- **Activity**: Which of the lines below contain the word "come", with uppercase and lowercase counted as different? Pick out each of those lines and copy it in full.

- **Material to process**:
*** Block opens ***
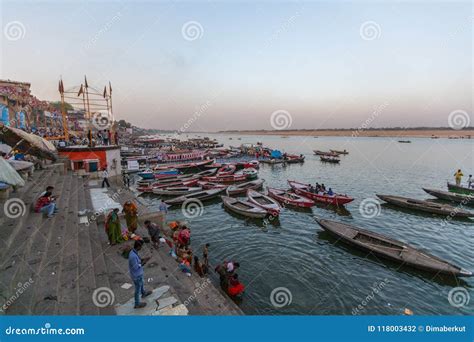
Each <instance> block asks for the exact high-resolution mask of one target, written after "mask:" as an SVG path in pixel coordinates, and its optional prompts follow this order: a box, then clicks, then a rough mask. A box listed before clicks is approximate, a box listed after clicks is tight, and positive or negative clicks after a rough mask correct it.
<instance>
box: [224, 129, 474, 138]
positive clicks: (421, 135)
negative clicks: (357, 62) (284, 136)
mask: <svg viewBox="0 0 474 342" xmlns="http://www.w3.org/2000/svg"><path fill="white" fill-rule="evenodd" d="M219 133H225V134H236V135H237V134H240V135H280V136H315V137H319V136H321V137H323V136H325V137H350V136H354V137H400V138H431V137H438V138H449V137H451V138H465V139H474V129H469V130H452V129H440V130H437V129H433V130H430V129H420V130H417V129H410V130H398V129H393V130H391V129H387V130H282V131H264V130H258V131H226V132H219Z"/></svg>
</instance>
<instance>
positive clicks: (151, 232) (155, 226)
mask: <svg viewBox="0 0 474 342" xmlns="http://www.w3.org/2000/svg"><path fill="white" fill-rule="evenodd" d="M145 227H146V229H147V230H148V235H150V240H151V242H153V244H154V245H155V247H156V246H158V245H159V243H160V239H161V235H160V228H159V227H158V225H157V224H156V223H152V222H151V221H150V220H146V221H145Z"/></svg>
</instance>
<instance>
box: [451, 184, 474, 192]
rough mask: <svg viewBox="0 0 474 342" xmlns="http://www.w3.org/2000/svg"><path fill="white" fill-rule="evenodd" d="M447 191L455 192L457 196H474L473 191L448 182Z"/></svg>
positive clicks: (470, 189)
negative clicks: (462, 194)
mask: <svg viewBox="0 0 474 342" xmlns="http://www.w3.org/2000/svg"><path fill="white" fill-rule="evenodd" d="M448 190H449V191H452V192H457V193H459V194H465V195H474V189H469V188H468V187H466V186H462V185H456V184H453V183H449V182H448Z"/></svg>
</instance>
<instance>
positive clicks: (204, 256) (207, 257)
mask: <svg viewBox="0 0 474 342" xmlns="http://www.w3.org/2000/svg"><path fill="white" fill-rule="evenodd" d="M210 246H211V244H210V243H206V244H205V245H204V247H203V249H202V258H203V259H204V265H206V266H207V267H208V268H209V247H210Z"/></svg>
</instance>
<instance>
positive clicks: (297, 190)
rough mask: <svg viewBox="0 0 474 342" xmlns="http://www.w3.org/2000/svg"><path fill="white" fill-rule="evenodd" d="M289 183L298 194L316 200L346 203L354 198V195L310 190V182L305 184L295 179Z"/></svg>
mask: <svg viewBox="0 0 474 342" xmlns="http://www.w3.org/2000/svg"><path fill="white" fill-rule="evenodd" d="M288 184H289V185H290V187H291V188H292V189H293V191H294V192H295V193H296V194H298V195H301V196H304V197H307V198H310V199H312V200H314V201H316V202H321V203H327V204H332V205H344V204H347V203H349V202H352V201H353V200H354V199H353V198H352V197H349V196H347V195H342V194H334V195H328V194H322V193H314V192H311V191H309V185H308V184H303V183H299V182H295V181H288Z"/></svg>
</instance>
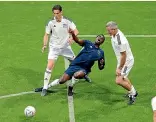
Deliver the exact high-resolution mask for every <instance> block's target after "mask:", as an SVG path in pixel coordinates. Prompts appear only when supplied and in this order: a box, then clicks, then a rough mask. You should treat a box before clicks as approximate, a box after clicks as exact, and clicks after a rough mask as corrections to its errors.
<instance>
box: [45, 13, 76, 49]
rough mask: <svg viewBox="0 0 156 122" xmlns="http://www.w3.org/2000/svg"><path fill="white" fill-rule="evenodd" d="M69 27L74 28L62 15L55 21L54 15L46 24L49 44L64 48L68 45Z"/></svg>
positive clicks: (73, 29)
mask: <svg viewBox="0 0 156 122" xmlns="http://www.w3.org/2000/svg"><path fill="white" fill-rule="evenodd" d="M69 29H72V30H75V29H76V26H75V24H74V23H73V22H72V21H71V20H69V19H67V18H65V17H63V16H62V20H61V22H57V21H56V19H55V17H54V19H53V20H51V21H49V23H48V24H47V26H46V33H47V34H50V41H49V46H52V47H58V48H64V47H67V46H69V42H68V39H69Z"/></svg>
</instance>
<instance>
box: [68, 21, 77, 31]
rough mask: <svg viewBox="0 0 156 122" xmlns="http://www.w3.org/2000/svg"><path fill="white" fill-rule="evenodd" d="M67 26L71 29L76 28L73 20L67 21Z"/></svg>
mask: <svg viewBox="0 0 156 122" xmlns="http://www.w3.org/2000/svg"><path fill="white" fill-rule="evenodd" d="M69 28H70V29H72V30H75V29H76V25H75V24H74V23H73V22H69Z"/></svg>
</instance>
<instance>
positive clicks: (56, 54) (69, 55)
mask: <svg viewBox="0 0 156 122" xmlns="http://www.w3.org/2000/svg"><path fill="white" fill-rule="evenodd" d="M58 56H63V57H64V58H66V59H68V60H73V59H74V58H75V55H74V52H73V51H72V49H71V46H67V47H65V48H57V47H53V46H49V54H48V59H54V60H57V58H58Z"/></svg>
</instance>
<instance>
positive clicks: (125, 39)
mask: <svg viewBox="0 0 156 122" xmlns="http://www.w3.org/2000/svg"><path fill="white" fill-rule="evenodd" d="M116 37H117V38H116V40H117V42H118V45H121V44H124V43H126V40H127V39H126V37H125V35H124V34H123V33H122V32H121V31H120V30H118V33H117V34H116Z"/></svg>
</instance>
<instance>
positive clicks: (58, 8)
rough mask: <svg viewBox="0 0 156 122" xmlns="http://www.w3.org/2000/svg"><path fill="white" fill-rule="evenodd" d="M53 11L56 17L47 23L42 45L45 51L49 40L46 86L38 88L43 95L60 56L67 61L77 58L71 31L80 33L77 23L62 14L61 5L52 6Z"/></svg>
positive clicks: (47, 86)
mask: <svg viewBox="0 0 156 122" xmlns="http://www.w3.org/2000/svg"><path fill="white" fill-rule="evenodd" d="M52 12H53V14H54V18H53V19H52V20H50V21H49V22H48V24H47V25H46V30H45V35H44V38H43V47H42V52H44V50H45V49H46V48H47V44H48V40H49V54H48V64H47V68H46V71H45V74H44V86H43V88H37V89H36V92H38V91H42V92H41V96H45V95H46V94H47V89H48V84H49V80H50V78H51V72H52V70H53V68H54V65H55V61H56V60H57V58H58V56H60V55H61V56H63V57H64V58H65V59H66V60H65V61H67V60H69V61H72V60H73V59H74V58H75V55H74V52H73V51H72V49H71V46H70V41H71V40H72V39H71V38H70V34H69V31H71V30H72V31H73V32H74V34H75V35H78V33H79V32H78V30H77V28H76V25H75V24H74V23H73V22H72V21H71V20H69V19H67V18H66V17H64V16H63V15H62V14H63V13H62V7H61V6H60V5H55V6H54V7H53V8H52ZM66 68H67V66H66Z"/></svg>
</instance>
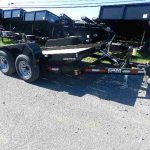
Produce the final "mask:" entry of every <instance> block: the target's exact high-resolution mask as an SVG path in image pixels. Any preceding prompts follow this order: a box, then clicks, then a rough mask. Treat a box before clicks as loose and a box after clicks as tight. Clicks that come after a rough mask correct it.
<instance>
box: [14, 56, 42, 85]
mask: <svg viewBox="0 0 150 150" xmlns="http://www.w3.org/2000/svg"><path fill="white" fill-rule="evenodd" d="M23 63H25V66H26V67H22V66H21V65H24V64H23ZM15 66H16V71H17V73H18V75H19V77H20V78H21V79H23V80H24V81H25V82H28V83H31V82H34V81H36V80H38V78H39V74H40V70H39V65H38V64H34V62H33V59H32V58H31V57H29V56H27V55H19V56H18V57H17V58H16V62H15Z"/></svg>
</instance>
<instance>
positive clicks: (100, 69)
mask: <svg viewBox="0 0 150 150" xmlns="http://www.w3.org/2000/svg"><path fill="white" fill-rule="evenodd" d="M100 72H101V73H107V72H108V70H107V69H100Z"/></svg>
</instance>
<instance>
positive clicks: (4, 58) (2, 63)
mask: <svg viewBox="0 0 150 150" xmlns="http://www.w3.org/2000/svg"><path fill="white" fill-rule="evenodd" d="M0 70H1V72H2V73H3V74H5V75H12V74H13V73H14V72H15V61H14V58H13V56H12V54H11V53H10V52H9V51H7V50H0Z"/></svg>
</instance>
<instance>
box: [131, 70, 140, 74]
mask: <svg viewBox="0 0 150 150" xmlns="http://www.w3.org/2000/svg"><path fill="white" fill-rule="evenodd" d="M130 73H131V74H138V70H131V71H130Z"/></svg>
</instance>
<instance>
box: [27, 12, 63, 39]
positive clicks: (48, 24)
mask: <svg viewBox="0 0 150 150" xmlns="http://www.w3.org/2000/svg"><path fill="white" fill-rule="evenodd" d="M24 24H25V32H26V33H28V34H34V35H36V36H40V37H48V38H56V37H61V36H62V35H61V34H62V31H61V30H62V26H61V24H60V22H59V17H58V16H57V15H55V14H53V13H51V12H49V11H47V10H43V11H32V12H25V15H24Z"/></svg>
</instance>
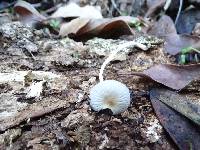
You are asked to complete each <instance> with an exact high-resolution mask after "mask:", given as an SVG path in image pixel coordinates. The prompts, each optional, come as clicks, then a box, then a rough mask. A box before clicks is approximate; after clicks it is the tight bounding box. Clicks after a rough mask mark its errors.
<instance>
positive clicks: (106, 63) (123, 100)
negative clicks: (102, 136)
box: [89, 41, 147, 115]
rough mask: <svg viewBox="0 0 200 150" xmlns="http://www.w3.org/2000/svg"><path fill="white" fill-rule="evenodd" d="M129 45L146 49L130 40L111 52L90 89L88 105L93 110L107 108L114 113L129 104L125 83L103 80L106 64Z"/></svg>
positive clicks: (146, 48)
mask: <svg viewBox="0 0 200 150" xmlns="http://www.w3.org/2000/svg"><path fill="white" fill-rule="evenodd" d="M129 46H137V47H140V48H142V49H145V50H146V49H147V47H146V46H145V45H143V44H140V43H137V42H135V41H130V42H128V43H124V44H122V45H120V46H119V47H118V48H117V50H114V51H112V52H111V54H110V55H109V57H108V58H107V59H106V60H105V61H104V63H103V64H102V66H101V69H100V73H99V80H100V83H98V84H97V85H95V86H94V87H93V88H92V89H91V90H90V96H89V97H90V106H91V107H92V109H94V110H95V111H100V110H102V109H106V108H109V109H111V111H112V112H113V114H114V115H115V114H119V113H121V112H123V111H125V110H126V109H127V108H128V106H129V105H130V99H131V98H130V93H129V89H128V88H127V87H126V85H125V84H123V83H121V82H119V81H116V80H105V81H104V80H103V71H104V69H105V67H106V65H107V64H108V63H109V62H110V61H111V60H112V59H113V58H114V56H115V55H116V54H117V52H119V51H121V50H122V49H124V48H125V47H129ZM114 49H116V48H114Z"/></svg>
*** Block closes ***
- **Answer to the exercise**:
Produce the final "mask:" entry of every <instance> block: the target's exact high-resolution mask as an SVG path in image pixels. Any preceding prompts follow this order: a box, then clicks, then a rough mask. Treat a box before clicks as loose and a box after clicks as tight. Clicks that come after a rough mask correct it.
You are asked to complete each <instance> with an exact high-resolution mask after "mask:", given as an SVG path in image pixel coordinates. The prompts, each optional, come as clicks, then a box, then a rough mask. A box before clicks is approximate; after clicks it is the tight bounding box. Clicks after a rough mask mark its errors.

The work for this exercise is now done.